Each record that follows should be transcribed word for word.
*** Opening of EXTRACTED DATA ***
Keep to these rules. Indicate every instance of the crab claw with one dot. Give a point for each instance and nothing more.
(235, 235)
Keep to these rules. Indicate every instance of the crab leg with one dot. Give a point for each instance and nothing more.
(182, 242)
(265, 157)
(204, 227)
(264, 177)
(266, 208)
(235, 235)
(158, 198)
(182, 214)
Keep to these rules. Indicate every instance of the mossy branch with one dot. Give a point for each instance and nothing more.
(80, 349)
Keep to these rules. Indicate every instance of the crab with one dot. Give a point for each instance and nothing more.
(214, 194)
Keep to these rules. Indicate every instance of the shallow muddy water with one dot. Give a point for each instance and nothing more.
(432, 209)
*** Close of EXTRACTED DATA ***
== ANSWER FOR THE TASK ==
Keep to these rules. Indicate every instance of the crab claw with one dot. Give a point for each instance and nothing more.
(235, 235)
Keep to these rules. Indicate every instance of the crab leg with one dot. Give a point for each instance and nothing more.
(182, 242)
(265, 157)
(204, 227)
(264, 177)
(266, 208)
(235, 235)
(158, 198)
(182, 214)
Keep to these rules. Indicate every instance of the mossy branch with one dot. Give a point for each instance and nothing more.
(80, 349)
Keep to these rules. Indicate every instance of the crab with one dot. Give a point for each instance and nothing more.
(214, 194)
Keep to these rules. Indicate every instance of the shallow muddy water with one dot. Give a point for each instance and nothing more.
(432, 209)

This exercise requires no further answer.